• Exercise: Which lines of the entries contain the string "every"? Please find them and copy them.

┌────────

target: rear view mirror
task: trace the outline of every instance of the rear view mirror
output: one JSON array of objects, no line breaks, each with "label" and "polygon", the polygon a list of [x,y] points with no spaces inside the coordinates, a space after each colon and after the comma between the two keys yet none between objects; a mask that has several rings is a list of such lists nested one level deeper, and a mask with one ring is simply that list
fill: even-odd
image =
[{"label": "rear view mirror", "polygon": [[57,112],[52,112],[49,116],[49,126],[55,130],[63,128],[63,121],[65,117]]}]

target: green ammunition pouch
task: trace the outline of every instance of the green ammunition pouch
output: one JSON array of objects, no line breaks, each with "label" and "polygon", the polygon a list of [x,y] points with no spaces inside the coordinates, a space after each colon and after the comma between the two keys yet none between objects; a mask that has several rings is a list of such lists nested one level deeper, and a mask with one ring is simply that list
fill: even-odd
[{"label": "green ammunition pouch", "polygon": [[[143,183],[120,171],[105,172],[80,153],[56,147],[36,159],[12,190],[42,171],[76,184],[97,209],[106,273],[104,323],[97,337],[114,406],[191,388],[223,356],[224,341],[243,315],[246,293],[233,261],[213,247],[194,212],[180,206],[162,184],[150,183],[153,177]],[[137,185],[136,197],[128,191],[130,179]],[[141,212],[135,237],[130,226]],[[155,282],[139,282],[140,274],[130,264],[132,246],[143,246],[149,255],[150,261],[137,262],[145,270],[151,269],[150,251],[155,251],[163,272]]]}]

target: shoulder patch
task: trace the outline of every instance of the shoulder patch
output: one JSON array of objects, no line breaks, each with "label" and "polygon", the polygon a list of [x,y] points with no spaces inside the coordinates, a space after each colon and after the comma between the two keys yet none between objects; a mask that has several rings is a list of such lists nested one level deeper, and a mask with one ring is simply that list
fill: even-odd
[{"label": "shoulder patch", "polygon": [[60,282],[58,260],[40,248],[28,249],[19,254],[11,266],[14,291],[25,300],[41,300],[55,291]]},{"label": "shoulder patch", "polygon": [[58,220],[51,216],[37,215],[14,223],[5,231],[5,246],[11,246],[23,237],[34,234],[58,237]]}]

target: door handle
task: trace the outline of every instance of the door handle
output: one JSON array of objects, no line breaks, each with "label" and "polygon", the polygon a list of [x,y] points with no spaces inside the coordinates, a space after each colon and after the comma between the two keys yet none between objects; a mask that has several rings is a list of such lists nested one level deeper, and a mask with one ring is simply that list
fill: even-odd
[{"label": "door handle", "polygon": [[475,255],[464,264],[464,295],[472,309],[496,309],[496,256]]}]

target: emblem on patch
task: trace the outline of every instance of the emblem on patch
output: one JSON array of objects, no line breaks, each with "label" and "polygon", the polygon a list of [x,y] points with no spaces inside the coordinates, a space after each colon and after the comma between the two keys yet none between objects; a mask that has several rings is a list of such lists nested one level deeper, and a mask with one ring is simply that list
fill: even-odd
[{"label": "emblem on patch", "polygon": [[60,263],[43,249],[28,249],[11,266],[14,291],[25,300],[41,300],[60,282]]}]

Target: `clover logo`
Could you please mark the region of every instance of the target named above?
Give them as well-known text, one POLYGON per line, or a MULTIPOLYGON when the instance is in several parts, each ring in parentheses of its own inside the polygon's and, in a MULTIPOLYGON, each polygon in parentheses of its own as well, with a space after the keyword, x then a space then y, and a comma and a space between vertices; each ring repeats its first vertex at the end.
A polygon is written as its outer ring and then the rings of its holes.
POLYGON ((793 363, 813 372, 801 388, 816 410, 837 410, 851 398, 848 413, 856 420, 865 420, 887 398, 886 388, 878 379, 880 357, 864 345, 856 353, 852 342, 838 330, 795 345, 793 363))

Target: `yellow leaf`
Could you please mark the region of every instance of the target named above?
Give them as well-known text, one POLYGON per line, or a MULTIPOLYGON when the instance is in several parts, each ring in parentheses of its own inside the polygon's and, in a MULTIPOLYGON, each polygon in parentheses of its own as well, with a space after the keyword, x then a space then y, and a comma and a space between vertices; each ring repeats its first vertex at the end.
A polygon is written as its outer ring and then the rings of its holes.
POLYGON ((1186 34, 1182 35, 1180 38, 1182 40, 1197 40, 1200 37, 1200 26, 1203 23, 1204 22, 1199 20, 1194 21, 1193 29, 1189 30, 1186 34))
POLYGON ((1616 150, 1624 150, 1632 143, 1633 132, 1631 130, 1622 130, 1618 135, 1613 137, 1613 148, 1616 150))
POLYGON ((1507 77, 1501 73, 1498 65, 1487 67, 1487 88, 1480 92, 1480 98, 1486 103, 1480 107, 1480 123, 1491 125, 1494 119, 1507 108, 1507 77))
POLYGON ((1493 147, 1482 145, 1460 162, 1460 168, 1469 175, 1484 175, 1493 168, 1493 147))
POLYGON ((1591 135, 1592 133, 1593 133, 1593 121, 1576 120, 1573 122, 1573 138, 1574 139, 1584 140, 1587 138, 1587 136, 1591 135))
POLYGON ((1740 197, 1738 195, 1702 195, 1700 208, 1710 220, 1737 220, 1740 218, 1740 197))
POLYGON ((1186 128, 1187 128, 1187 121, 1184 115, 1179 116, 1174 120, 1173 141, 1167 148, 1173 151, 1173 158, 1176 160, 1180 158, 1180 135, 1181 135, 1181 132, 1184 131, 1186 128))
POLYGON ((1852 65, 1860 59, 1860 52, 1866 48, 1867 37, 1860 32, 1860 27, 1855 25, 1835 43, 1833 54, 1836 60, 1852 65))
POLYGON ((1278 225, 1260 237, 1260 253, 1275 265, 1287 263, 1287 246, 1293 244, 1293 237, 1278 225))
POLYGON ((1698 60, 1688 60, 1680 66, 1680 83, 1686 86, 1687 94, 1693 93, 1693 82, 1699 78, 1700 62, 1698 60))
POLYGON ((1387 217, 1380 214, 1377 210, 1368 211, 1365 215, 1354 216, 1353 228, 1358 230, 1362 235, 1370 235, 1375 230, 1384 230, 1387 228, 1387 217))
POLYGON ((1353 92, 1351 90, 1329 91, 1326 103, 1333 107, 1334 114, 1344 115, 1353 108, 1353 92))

└────────

• Problem solution:
task: trace the outline of every instance of the rear view mirror
task: trace the outline of every instance of the green ammunition pouch
task: trace the outline of every instance of the shoulder patch
task: trace the outline of every instance of the door handle
task: trace the outline of every instance of the emblem on patch
Could you please mark the region of every instance of the target named above?
Could you please mark the region of every instance of the target named above?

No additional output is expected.